### Exercise directions
What is needed here is an exact copy of all the entries below.

*****

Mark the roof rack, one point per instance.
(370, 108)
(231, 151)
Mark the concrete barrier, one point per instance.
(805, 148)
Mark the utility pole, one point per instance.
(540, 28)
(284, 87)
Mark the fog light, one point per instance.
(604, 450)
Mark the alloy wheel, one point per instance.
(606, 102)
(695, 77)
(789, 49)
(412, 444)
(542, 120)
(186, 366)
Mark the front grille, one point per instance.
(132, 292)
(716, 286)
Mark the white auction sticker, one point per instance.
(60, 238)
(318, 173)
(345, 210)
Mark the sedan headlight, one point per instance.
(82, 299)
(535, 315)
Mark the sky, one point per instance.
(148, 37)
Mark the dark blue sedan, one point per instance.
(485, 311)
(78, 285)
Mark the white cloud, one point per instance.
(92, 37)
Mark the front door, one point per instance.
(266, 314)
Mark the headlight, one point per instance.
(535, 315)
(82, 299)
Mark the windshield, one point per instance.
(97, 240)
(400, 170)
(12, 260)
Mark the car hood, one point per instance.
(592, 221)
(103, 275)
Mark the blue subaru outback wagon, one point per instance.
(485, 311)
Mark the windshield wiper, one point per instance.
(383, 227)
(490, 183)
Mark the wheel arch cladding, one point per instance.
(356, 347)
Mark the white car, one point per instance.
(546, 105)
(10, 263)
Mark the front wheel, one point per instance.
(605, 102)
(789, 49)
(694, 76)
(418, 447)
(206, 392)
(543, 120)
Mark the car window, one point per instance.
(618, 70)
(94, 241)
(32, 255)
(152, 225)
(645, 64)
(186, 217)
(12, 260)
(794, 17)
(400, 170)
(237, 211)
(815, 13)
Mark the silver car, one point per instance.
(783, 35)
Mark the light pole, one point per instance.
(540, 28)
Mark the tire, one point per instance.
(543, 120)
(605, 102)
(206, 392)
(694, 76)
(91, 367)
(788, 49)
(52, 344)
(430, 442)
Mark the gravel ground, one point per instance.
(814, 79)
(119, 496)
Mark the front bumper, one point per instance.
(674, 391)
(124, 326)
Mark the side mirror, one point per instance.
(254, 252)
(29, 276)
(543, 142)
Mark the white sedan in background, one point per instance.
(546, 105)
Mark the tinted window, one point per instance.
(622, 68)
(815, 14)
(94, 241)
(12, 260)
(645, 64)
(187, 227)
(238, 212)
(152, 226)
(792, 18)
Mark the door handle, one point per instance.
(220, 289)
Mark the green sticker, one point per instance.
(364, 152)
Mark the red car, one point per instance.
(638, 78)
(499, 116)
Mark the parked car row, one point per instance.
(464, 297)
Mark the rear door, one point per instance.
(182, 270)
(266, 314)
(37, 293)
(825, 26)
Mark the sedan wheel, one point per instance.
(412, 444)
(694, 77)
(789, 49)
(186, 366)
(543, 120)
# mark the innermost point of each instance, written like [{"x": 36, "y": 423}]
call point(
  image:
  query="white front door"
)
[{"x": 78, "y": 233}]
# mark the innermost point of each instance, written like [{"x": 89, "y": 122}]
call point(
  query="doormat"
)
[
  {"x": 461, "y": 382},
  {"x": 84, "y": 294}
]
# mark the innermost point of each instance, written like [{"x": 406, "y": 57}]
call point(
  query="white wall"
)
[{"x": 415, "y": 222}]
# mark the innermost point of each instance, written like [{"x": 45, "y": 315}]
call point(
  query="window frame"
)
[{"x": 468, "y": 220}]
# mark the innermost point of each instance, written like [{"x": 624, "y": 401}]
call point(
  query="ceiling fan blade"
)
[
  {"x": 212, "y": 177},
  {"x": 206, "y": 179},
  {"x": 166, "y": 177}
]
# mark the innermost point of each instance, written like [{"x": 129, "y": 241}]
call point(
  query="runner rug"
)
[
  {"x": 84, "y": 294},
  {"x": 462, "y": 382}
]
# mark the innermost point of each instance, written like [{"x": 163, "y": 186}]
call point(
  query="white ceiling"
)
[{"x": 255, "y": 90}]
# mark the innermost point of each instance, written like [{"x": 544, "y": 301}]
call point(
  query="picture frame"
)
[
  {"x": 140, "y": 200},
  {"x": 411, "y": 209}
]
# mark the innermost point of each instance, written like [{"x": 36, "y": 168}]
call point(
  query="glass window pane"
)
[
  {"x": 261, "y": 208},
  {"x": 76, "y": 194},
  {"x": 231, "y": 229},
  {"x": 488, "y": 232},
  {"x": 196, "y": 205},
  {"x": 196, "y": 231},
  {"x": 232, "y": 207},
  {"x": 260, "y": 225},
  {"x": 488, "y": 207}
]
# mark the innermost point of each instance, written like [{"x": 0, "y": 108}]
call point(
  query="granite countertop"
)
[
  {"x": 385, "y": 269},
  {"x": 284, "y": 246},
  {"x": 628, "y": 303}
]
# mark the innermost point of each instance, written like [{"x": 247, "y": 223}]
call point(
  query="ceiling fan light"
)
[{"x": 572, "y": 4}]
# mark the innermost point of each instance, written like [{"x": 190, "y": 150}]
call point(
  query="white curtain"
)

*****

### Response to the exercise
Mark the roof rack, one point per instance.
(370, 108)
(231, 151)
Mark the concrete barrier, one point per instance.
(805, 148)
Mark the utility pole, one point per instance.
(540, 28)
(284, 87)
Mark the fog light, one point per instance.
(604, 450)
Mark the alloy wheel, one point per instance.
(606, 102)
(695, 77)
(789, 49)
(412, 444)
(542, 120)
(186, 366)
Mark the front grille, one point per instance.
(132, 292)
(716, 286)
Mark the white auction sticker, one point per instance.
(60, 238)
(318, 173)
(345, 210)
Mark the sedan headlight, one point per instance.
(82, 299)
(535, 315)
Mark the sky, one point per instance.
(148, 37)
Mark the dark blue sedan, one point per instance.
(485, 311)
(78, 285)
Mark the white cloud, one point per instance.
(92, 37)
Mark the front door, one point per instance.
(266, 314)
Mark the headlight, one point per instance.
(535, 315)
(82, 299)
Mark the windshield, one point per instance.
(97, 240)
(400, 170)
(12, 260)
Mark the car hood, one point per instance.
(592, 221)
(103, 275)
Mark the blue subaru outback wagon, one point per instance.
(485, 311)
Mark the windshield wiper, one point per instance.
(383, 227)
(490, 183)
Mark the wheel arch cladding, one point per instance.
(356, 347)
Mark the white car, one point per instance.
(546, 105)
(10, 263)
Mark the front wheel, one point per instance.
(605, 102)
(789, 49)
(694, 76)
(418, 447)
(206, 392)
(543, 120)
Mark the car window, one point per instance.
(618, 70)
(94, 241)
(32, 255)
(152, 225)
(645, 64)
(186, 217)
(12, 260)
(794, 17)
(400, 170)
(237, 211)
(815, 13)
Mark the silver car, one point per instance.
(783, 35)
Mark the light pole, one point per instance.
(540, 28)
Mark the tire, one point per instance.
(543, 120)
(605, 102)
(206, 392)
(694, 76)
(91, 367)
(788, 49)
(52, 344)
(430, 442)
Mark the gravel ground, one point per instance.
(814, 79)
(119, 496)
Mark the front bumper, one point per instance.
(674, 391)
(124, 326)
Mark the side mirror, one point per instance.
(254, 252)
(29, 276)
(543, 142)
Mark the white sedan in background, one point per instance.
(546, 105)
Mark the tinted window, one point per instance.
(622, 68)
(815, 14)
(94, 241)
(12, 260)
(645, 64)
(187, 227)
(238, 212)
(152, 226)
(792, 18)
Mark the door handle, one point per instance.
(220, 289)
Mark the green sticker, one point per instance.
(364, 152)
Mark the red car, one point per instance.
(638, 78)
(499, 116)
Mark the parked car row, one point per instance.
(464, 297)
Mark the rear door, one point per instance.
(182, 270)
(266, 314)
(37, 293)
(825, 26)
Mark the sedan wheel, one point per instance.
(412, 444)
(694, 77)
(789, 49)
(186, 366)
(543, 120)
# mark the innermost point of each instance, written like [{"x": 36, "y": 423}]
call point(
  image:
  query="white front door"
)
[{"x": 78, "y": 233}]
# mark the innermost point of each instance, written like [{"x": 89, "y": 122}]
call point(
  query="doormat"
)
[
  {"x": 461, "y": 382},
  {"x": 84, "y": 294}
]
# mark the innermost point of each instance, written like [{"x": 406, "y": 57}]
call point(
  query="white wall"
)
[{"x": 415, "y": 222}]
# mark the innermost point of each instance, written like [{"x": 45, "y": 315}]
call point(
  query="window frame"
)
[{"x": 468, "y": 220}]
# mark the innermost point of each instance, written like [{"x": 624, "y": 401}]
call point(
  query="ceiling fan blade"
)
[
  {"x": 212, "y": 177},
  {"x": 206, "y": 179},
  {"x": 166, "y": 177}
]
# mark the innermost point of each instance, written like [{"x": 129, "y": 241}]
call point(
  query="runner rug"
)
[
  {"x": 84, "y": 294},
  {"x": 462, "y": 382}
]
# mark the innermost point of each instance, written like [{"x": 163, "y": 186}]
call point(
  query="white ceiling"
)
[{"x": 255, "y": 90}]
# mark the innermost point of each instance, written like [{"x": 544, "y": 301}]
call point(
  query="picture frame"
)
[
  {"x": 140, "y": 200},
  {"x": 411, "y": 209}
]
# mark the innermost point of each instance, written like [{"x": 36, "y": 168}]
call point(
  query="glass window pane"
)
[
  {"x": 261, "y": 208},
  {"x": 76, "y": 194},
  {"x": 231, "y": 229},
  {"x": 488, "y": 232},
  {"x": 196, "y": 205},
  {"x": 196, "y": 231},
  {"x": 232, "y": 207},
  {"x": 260, "y": 225},
  {"x": 488, "y": 207}
]
# mark the innermost point of each instance, written like [{"x": 0, "y": 108}]
call point(
  query="granite countertop"
)
[
  {"x": 385, "y": 269},
  {"x": 284, "y": 246},
  {"x": 628, "y": 303}
]
# mark the innermost point of each instance, written like [{"x": 247, "y": 223}]
call point(
  query="ceiling fan light"
)
[{"x": 572, "y": 4}]
# mark the innermost point of each instance, written like [{"x": 190, "y": 150}]
call point(
  query="white curtain"
)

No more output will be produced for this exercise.